Coordinate labeling data:
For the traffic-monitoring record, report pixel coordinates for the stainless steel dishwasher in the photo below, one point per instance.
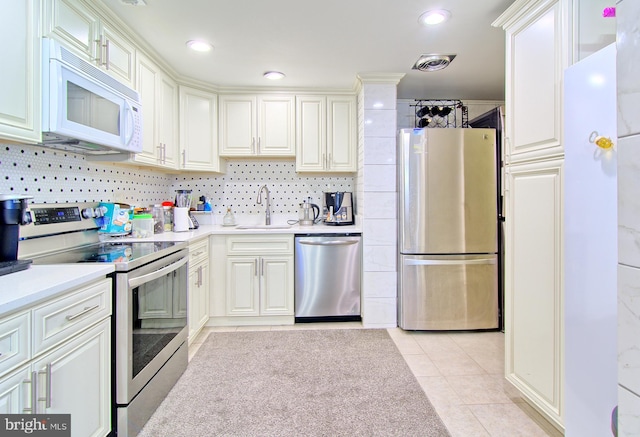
(327, 277)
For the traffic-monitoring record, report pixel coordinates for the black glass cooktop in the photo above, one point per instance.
(125, 255)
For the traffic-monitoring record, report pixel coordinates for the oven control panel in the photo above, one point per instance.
(57, 218)
(45, 216)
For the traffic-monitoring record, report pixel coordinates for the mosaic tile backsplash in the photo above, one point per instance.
(54, 176)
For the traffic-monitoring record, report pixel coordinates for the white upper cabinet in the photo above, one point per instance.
(20, 88)
(198, 130)
(326, 134)
(535, 49)
(257, 125)
(159, 96)
(79, 28)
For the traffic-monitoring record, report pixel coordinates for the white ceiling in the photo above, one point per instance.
(326, 43)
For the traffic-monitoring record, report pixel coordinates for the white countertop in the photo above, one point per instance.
(206, 230)
(40, 282)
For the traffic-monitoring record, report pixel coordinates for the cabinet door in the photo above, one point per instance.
(148, 80)
(276, 126)
(15, 392)
(310, 133)
(20, 82)
(167, 112)
(535, 52)
(117, 56)
(198, 298)
(533, 283)
(341, 134)
(74, 25)
(276, 285)
(198, 134)
(238, 125)
(242, 286)
(76, 379)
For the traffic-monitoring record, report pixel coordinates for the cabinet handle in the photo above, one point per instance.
(98, 58)
(34, 393)
(47, 383)
(83, 312)
(107, 47)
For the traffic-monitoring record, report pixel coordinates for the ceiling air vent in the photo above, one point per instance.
(433, 62)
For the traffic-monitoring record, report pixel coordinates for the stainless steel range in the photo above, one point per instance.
(149, 308)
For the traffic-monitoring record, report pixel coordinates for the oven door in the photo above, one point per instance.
(151, 321)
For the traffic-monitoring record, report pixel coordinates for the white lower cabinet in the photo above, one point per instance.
(259, 285)
(75, 379)
(69, 369)
(199, 285)
(534, 333)
(252, 280)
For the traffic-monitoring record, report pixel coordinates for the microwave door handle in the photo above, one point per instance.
(129, 125)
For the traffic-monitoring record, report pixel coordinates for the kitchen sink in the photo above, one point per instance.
(263, 227)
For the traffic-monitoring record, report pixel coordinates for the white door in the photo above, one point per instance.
(591, 236)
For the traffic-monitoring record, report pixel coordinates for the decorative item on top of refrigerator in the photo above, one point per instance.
(337, 208)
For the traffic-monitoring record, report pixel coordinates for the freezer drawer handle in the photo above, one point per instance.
(329, 243)
(438, 262)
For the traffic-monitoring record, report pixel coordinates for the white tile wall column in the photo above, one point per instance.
(376, 189)
(628, 72)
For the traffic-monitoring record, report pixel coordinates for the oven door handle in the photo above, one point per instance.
(134, 282)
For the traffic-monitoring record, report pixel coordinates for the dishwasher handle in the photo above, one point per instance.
(329, 242)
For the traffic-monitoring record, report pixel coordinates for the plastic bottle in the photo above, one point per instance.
(158, 219)
(229, 219)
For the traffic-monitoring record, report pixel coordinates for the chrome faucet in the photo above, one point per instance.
(267, 212)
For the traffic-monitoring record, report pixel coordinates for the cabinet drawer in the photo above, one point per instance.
(259, 245)
(14, 341)
(198, 251)
(58, 320)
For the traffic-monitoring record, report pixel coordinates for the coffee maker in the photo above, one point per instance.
(337, 208)
(13, 213)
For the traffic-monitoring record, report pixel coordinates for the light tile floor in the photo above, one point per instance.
(462, 375)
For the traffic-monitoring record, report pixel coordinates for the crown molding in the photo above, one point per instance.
(381, 78)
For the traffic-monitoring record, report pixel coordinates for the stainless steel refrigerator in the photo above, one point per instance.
(448, 222)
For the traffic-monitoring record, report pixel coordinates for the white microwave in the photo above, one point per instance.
(84, 109)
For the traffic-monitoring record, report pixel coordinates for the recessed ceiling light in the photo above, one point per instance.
(273, 75)
(199, 46)
(435, 16)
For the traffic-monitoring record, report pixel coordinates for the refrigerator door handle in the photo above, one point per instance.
(439, 262)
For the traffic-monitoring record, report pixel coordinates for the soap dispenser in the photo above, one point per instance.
(229, 219)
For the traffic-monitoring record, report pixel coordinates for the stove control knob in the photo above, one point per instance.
(93, 212)
(88, 213)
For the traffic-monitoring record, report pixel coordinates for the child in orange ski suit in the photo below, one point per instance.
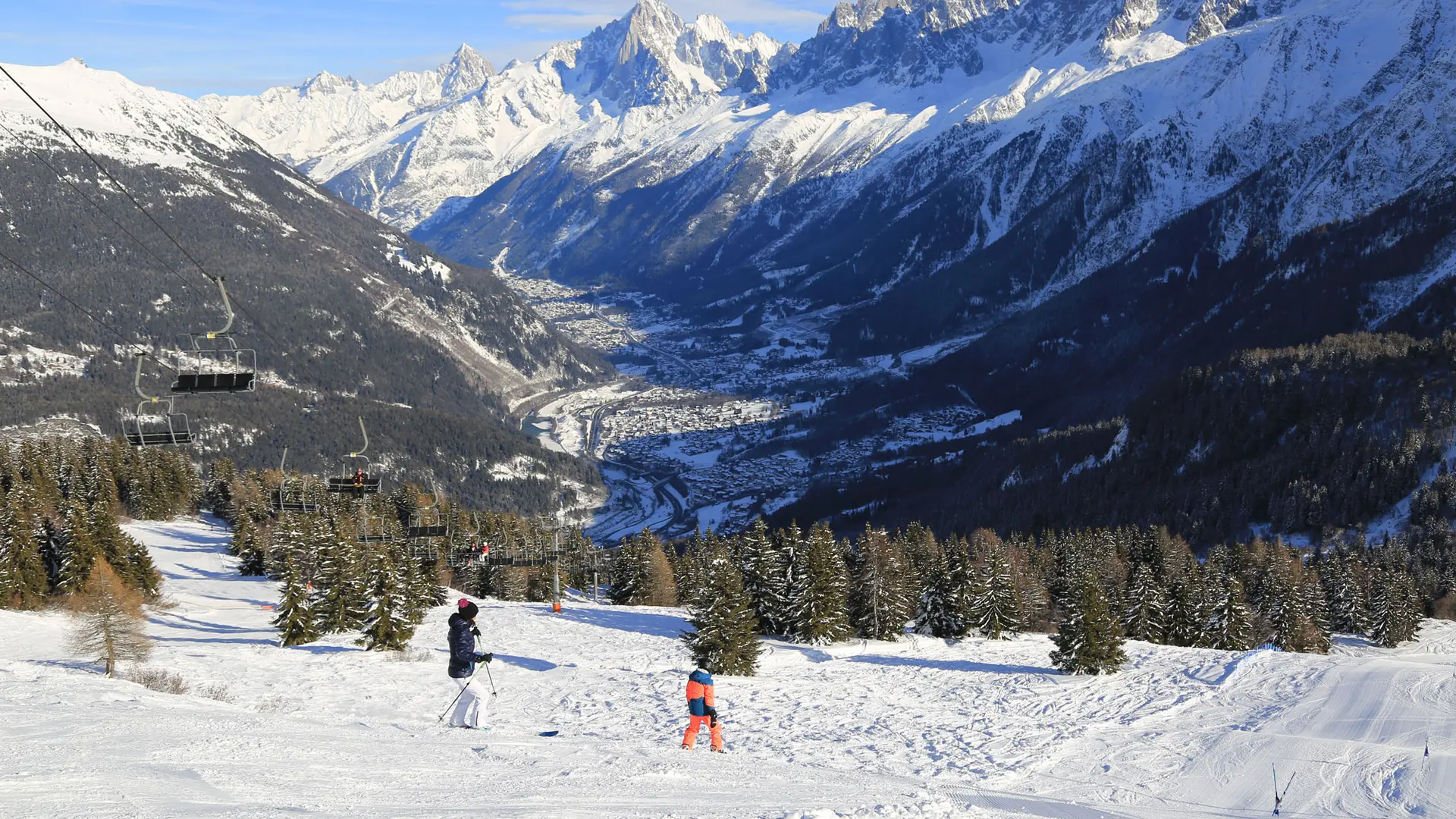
(702, 711)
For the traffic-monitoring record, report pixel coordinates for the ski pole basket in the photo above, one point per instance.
(356, 477)
(212, 362)
(166, 428)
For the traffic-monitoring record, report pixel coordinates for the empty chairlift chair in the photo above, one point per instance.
(356, 477)
(159, 428)
(212, 362)
(375, 529)
(291, 496)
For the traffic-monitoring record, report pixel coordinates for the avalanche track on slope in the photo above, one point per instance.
(912, 727)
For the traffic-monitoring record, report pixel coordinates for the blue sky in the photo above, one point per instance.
(196, 47)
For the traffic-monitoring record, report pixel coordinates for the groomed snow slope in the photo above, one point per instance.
(912, 727)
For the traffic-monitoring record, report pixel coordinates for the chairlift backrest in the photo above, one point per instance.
(212, 362)
(165, 428)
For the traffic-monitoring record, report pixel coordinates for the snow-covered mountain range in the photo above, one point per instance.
(733, 171)
(343, 311)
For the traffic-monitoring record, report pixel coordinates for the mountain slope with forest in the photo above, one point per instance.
(348, 316)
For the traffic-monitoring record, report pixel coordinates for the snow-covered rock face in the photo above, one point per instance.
(329, 114)
(403, 148)
(913, 140)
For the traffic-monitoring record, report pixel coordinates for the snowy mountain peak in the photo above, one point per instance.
(465, 74)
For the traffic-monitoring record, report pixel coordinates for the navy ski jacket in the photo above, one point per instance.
(699, 692)
(462, 648)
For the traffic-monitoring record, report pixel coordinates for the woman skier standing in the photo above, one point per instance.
(463, 657)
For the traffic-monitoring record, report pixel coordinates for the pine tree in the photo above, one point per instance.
(995, 607)
(388, 627)
(819, 598)
(22, 573)
(946, 608)
(1088, 637)
(340, 591)
(641, 575)
(1345, 594)
(294, 621)
(108, 623)
(1231, 621)
(726, 630)
(1395, 614)
(878, 601)
(764, 576)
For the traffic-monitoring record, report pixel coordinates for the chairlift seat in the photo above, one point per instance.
(193, 384)
(427, 531)
(181, 438)
(364, 484)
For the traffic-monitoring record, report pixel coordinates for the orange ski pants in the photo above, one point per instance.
(715, 732)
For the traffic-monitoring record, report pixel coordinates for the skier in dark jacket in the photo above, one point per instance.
(462, 665)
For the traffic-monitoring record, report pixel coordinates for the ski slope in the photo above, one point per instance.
(916, 727)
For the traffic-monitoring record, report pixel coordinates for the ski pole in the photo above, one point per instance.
(468, 681)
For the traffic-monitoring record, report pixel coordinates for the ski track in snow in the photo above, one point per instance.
(918, 727)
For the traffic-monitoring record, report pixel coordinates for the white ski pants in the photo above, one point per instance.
(468, 711)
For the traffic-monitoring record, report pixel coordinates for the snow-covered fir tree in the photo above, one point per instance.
(880, 599)
(1088, 635)
(819, 595)
(388, 626)
(1395, 613)
(1145, 608)
(1231, 620)
(946, 602)
(294, 620)
(764, 576)
(341, 594)
(995, 605)
(726, 630)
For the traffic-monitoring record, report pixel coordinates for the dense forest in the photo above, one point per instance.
(1315, 439)
(60, 506)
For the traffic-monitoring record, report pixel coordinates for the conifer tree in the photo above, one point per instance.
(1345, 594)
(764, 576)
(1145, 614)
(880, 601)
(388, 627)
(294, 621)
(995, 607)
(22, 573)
(946, 608)
(641, 576)
(1395, 614)
(726, 630)
(109, 624)
(1231, 621)
(1088, 637)
(340, 591)
(819, 598)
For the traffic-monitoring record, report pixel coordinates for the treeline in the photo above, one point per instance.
(347, 563)
(60, 509)
(1307, 439)
(1094, 588)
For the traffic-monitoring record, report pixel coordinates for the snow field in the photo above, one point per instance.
(918, 727)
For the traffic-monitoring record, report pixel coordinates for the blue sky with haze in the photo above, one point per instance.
(196, 47)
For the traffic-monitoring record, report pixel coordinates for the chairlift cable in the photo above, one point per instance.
(88, 314)
(123, 188)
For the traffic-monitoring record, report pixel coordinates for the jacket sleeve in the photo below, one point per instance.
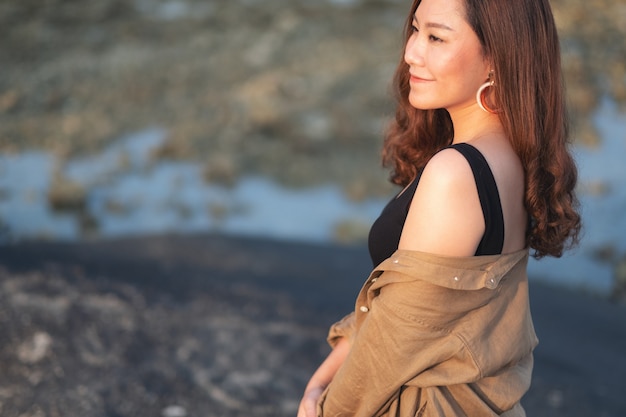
(404, 338)
(343, 328)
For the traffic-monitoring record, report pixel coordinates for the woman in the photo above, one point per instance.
(442, 326)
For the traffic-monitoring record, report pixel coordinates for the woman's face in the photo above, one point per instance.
(445, 58)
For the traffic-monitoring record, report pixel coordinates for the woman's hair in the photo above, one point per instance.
(520, 38)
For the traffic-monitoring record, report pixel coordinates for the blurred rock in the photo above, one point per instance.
(309, 75)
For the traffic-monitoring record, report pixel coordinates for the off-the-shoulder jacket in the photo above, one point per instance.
(436, 336)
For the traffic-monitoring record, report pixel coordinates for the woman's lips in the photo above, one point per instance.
(417, 79)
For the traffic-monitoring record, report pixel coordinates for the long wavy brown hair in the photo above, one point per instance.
(521, 39)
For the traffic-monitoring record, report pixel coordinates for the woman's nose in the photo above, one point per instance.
(413, 52)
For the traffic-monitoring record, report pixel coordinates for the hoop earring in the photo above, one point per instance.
(481, 101)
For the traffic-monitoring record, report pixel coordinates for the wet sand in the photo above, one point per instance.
(219, 326)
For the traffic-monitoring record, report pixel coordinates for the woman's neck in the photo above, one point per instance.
(472, 124)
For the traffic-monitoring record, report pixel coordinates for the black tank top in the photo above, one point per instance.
(385, 233)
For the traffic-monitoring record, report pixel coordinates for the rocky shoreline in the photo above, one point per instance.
(293, 90)
(210, 325)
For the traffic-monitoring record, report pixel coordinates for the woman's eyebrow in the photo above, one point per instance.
(434, 25)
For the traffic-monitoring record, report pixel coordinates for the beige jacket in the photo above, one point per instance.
(436, 336)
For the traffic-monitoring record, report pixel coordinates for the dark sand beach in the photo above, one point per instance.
(219, 326)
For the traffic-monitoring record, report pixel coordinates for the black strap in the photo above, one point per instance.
(493, 239)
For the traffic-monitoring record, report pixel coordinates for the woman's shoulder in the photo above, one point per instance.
(445, 216)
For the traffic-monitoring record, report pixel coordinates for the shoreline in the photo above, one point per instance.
(229, 326)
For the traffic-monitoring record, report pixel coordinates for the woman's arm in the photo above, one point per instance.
(322, 377)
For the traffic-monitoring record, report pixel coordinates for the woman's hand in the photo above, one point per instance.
(308, 404)
(321, 378)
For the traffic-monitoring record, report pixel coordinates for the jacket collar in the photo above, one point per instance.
(463, 273)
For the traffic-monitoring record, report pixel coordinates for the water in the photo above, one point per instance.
(128, 193)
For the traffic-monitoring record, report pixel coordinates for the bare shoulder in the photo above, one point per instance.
(445, 216)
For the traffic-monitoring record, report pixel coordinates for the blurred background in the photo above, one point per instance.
(256, 117)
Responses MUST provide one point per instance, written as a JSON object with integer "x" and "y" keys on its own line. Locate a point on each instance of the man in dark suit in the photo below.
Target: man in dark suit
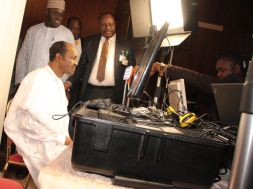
{"x": 102, "y": 65}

Description of the task
Can you give the lines of the records as a numbered list, starting at the line that contains "the blurred background" and stopping after the final line of the records, with blank lines and the pictures left out?

Task answer
1. For the traffic-monitoring record, report pixel coordinates for the blurred background in the photo above, one point per instance.
2. (256, 117)
3. Responses MUST provide one point per instance, written as a JSON object with integer "x" and "y" keys on its own line. Locate a point on each instance of the man in dark suit in the photo below.
4. Target: man in dark suit
5. {"x": 102, "y": 65}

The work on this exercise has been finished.